Start of Provided entries
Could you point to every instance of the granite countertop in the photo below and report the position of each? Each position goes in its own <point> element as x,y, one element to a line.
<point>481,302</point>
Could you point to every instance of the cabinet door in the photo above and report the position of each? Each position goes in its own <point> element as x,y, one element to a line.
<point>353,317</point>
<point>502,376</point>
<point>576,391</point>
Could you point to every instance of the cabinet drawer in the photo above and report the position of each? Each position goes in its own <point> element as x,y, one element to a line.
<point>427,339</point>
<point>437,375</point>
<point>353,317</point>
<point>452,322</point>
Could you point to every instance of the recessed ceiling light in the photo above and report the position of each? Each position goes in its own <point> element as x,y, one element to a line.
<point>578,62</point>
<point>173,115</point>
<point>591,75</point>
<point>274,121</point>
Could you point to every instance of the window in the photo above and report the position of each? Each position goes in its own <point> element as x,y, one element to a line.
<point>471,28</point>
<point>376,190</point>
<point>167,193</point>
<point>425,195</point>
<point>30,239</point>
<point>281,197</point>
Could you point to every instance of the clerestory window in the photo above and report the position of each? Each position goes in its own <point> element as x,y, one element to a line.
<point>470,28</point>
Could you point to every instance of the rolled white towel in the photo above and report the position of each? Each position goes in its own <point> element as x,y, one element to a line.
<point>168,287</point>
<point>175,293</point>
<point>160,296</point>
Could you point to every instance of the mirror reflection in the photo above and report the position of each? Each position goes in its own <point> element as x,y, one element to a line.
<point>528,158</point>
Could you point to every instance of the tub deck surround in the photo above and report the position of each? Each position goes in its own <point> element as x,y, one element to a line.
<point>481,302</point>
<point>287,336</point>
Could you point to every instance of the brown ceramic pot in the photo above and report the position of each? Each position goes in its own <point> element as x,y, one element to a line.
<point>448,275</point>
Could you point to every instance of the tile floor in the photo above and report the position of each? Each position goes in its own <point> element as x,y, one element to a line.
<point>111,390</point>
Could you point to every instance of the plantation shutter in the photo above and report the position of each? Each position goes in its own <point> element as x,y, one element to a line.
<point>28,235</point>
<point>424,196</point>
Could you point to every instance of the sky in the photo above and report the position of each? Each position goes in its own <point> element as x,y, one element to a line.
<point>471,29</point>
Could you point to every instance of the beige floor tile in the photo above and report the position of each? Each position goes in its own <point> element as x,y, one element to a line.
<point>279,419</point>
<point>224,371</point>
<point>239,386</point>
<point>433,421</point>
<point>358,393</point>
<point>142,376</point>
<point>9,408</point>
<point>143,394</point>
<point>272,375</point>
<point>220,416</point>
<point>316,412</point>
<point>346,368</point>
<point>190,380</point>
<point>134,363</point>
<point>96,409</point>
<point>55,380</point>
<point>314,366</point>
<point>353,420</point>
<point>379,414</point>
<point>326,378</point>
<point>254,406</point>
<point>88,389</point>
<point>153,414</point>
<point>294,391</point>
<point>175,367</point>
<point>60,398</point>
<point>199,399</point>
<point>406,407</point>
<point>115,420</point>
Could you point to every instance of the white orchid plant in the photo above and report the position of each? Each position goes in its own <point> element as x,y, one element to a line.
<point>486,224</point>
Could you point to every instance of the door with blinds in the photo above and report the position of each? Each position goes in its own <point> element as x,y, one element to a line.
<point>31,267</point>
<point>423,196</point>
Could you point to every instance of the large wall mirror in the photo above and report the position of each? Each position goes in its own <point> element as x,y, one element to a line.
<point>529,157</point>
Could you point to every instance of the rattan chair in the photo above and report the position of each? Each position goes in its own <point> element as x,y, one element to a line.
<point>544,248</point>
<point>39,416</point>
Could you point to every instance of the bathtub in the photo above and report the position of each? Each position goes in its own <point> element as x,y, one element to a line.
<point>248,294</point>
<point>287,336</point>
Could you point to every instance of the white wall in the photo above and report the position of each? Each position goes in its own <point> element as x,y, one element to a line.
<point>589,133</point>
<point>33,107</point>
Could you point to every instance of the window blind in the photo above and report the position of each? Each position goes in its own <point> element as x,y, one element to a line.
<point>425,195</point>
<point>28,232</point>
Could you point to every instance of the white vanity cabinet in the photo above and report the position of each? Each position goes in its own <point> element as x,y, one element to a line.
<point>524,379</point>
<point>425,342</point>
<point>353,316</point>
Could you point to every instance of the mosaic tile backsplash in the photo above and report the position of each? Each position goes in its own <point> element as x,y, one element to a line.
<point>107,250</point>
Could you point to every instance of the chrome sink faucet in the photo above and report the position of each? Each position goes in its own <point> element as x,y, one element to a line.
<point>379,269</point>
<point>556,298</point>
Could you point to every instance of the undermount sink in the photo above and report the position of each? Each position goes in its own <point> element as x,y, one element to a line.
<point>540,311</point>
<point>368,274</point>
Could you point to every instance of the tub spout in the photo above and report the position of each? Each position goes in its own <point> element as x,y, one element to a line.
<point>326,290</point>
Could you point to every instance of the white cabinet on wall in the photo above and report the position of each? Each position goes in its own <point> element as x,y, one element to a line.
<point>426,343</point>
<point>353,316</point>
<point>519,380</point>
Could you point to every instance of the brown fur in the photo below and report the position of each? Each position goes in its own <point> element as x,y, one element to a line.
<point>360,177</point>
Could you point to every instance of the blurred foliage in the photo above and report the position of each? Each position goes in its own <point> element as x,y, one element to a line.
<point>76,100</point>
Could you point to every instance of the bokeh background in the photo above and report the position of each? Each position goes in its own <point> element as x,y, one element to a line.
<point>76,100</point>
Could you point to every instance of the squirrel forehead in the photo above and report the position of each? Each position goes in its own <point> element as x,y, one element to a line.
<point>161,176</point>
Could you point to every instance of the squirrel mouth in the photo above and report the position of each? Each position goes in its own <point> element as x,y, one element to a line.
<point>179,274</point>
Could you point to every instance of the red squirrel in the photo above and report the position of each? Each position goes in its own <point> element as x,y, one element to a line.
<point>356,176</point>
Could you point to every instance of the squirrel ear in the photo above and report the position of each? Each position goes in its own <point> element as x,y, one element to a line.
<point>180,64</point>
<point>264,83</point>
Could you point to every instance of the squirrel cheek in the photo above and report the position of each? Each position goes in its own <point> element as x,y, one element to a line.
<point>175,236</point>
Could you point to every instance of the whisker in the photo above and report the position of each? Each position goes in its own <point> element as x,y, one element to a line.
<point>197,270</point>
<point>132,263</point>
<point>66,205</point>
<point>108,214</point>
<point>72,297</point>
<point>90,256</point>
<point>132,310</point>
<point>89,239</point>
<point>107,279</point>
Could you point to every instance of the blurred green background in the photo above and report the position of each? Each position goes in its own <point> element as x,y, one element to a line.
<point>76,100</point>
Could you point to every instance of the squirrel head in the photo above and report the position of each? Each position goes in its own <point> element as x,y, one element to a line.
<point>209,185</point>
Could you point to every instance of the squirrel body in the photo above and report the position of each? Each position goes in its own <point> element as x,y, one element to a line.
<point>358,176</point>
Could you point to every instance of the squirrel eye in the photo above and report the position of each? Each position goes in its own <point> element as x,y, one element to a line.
End of Provided entries
**Work order:**
Repeat the entries exactly as they appear.

**Worked solution:**
Could you point to every instance of the granite countertop in the photo below and report the position of each? Each position goes in its own <point> element as x,y, one element to a line.
<point>481,302</point>
Could you point to every instance of the cabinet door in the photo above and report the position of each? Each position goes in its own <point> element as x,y, one element to a line.
<point>353,317</point>
<point>502,376</point>
<point>576,391</point>
Could you point to every instance of the cabinet drawer in the photo above and report the position of each? Each position goes in its own <point> element as x,y, one element to a line.
<point>427,339</point>
<point>437,375</point>
<point>353,317</point>
<point>452,322</point>
Could you point to every instance of the recessed ceiling light in the photo above and report the position of each? Each position goes in its own <point> element as x,y, one element to a line.
<point>578,62</point>
<point>173,115</point>
<point>591,75</point>
<point>274,121</point>
Could you point to every instance of the window in the photo above and report the position of each? Each position goes in its own <point> element as x,y, one element to a line.
<point>471,28</point>
<point>376,190</point>
<point>167,193</point>
<point>425,195</point>
<point>30,239</point>
<point>281,197</point>
Could you point to every instance of the clerestory window in the photo above and report the position of each? Each position goes in its own <point> element as x,y, one element to a line.
<point>470,28</point>
Could you point to every instance of the rolled white towel in the photo above and report the position of each? Each position goes in its own <point> element as x,y, one element to a line.
<point>168,287</point>
<point>175,293</point>
<point>160,296</point>
Could you point to every instance of the mirror reflection in the photo above and report the position of each? Each position goes in its own <point> element as x,y, one element to a line.
<point>528,158</point>
Could you point to every instance of the tub deck surround in the photo above and report the position of each? Each position goes in its own <point> element as x,y, one element to a line.
<point>481,302</point>
<point>287,336</point>
Could you point to every instance of the brown ceramic pot in the photo above and report the position of each? Each position goes in its own <point> element as x,y, one element to a line.
<point>448,275</point>
Could you point to every instance of the tile floor in the photo above and report the position of each? Each position goes in its own <point> element as x,y, one element to a line.
<point>111,390</point>
Could you point to every instance of the plantation shutter in the photo above and report the position of each? Each position goes in its own <point> element as x,y, one element to a line.
<point>28,235</point>
<point>424,196</point>
Could you point to every instance of the sky in the photo above and report the position of each? Each position goes in its own <point> element as x,y, one element to a line.
<point>471,29</point>
Could you point to every instance of the beige floor tile in the photo above and report the position of each? Each position goes in its own <point> element as x,y, one element to a line.
<point>279,419</point>
<point>224,371</point>
<point>239,386</point>
<point>433,421</point>
<point>358,393</point>
<point>142,376</point>
<point>9,408</point>
<point>143,394</point>
<point>272,375</point>
<point>220,416</point>
<point>316,412</point>
<point>346,368</point>
<point>190,380</point>
<point>134,363</point>
<point>96,409</point>
<point>55,380</point>
<point>314,366</point>
<point>353,420</point>
<point>379,414</point>
<point>326,378</point>
<point>254,406</point>
<point>88,389</point>
<point>153,414</point>
<point>294,391</point>
<point>175,367</point>
<point>60,398</point>
<point>199,399</point>
<point>406,407</point>
<point>115,420</point>
Could you point to every instance of the white orchid plant in the photo above and report the position of each? Each position goes in its own <point> element as x,y, one element to a line.
<point>486,224</point>
Could you point to every instance of the door with blinds in the photo above and report the position of each? Each position goes in its own <point> element as x,y, one element to a line.
<point>31,267</point>
<point>423,196</point>
Could you point to every instance of the large wall mirror in the photo above and report the position of each? Each position goes in its own <point> element as x,y, one element to a line.
<point>529,157</point>
Could you point to every instance of the rattan chair in the photo above and report the position of each? Each position goes in its own <point> element as x,y, one element to a line.
<point>544,248</point>
<point>39,416</point>
Could you point to every instance of the bathtub in the photo above and report the position of each? Each position goes in its own <point> element as x,y, one element to a line.
<point>248,294</point>
<point>287,336</point>
Could you point to every instance of the white wall in the photo above and report the position of each? Each position goes in its own <point> element as x,y, one element to a line.
<point>589,133</point>
<point>33,107</point>
Could you point to every instance of the window blind in the photo above and report the position of each? Each position goes in its own <point> element as x,y, one element to a line.
<point>425,195</point>
<point>28,232</point>
Could you point to every instance of the white vanity cabinet in the photo above and report the position of each? Each position goes in its own <point> element as x,y, one element to a line.
<point>524,379</point>
<point>425,342</point>
<point>353,316</point>
Could you point to every instance of the mosaic tile backsplash in the photo above and report the position of each? Each position goes in its own <point> element as x,y, one element to a line.
<point>107,250</point>
Could you point to every instance of the chrome sink faucet in the photo above and report the position of each? Each position goes in its own <point> element as x,y, one element to a line.
<point>379,269</point>
<point>556,298</point>
Could you point to every instance of the undermount sink in the photo above and report the position of each? Each position goes in its own <point> element as x,y, one element to a line.
<point>540,311</point>
<point>368,274</point>
Could you point to every instance of the tub spout in the photo above and report the position of each? Each position goes in its own <point> element as x,y, one element to a line.
<point>326,290</point>
Could you point to every instance of the white cabinet on wall in the photo above and report the position of each? Each position goes in its own <point> element as x,y, one element to a line.
<point>426,343</point>
<point>353,316</point>
<point>519,380</point>
Could you point to every instance of the brown fur in the photo below and report the position of each? Each position goes in its own <point> element as x,y, one element to a line.
<point>360,177</point>
Could you point to every instance of the blurred foliage in the photo above and report the position of each? Each position goes in its own <point> element as x,y, one element to a line.
<point>76,100</point>
Could you point to every instance of the bokeh background in the photo above and report the position of each? Each position goes in its own <point> element as x,y, one element to a line.
<point>76,100</point>
Could you point to every instance of the squirrel forehead in the photo above and report the position of each? Each position goes in its own <point> element as x,y, one element to a line.
<point>161,176</point>
Could you point to every instance of the squirrel mouth in the photo above and report the position of each? Each position goes in its own <point> element as x,y, one element to a line.
<point>179,274</point>
Could you point to every instance of the red squirrel in the photo above and report the position of each? Each position goes in its own <point> element as x,y, one element to a line.
<point>356,176</point>
Could you point to every instance of the squirrel ear in the photo above and report the position of each? Each position goes in its own <point> element as x,y, one element to a line.
<point>180,64</point>
<point>264,83</point>
Could you point to every instance of the squirrel cheek in the photo above and report the position of each? Each position goes in its own <point> element as x,y, one element to a line.
<point>175,236</point>
Could you point to every instance of the whisker in the photo above and report the position of each? Each position goes in its own <point> element as x,y, one element to a line.
<point>197,270</point>
<point>132,263</point>
<point>66,205</point>
<point>108,214</point>
<point>72,297</point>
<point>90,256</point>
<point>132,310</point>
<point>89,239</point>
<point>107,279</point>
Could you point to every instance of the blurred green background in the photo above and report the position of each? Each position goes in its own <point> element as x,y, one element to a line.
<point>76,100</point>
Could you point to every instance of the squirrel head in the photo above and report the position of each? Each position goes in its own <point> element as x,y, one element to a line.
<point>209,185</point>
Could you point to every instance of the squirrel body in the photo above and report the position of each? Each position goes in its own <point> element as x,y, one element to a line.
<point>358,176</point>
Could you point to every instance of the squirrel eye in the photo above and report the position of each? Each position goes in its own <point> element as x,y, one element to a line.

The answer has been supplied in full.